++++ TEXTO FORNECIDO ++++
3.4.20

Os Autores Respondem: Norberto Morais



Norberto Morais: «Tudo dependerá do tempo que o fenómeno durar»

A Relógio D’Água perguntou a alguns dos autores que publica que leituras estão a fazer e se são diferentes das habituais, que consequências poderá ter a actual pandemia nas relações individuais e na criação ensaística e literária, e ainda as suas consequências na ecologia e na política internacionais.
Publicamos em seguida essas respostas.

«— Não fiz nenhuma alteração nas leituras. E como tenho o “mau” hábito de ler muitos livros ao mesmo tempo, enumerarei apenas três, que me parecem interessantes para uma reflexão mais profunda sobre o homem e o seu papel no tempo: A Tragédia de um Povo, de Orlando Figes; Cartas a Lucílio, de Séneca, e Os Demónios, de Dostoievski. 

— Não se contrariam milhões de anos de comportamento gregário com uma pandemia. Está-nos no programa sermos sociais. Depende disso o nosso sucesso enquanto espécie. Poderá haver um pouco mais de desconfiança ao início, mas também um pouco mais de consciência social e de saúde pública. Por outro lado, creio que poderá ter um efeito humanizador e contrariar a dissipação social que vinha acontecendo desde o advento das redes sociais. 
Agora em termos literários e intelectuais, acho que é o caldeirão perfeito para a produção. Mas que, inevitavelmente, vai redundar em exageros comerciais, como todos os grandes fenómenos. Caber-nos-á (como sempre) separar o trigo do joio.
++++ EXCERTOS DOS DADOS ++++
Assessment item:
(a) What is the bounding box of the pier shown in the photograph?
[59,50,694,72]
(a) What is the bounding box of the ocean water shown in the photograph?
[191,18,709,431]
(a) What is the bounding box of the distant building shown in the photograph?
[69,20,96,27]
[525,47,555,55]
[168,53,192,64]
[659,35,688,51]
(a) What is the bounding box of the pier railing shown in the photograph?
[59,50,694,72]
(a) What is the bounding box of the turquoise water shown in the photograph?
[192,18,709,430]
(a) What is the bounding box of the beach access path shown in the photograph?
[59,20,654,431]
++++
▶ _TAREFA A REALIZAR_: No texto fornecido, que livros enumera Norberto Morais entre as suas leituras? Indique cada título com o respetivo autor.

▶ _RESPOSTA ESPERADA_:
- A Tragédia de um Povo, de Orlando Figes
- Cartas a Lucílio, de Séneca
- Os Demónios, de Dostoievski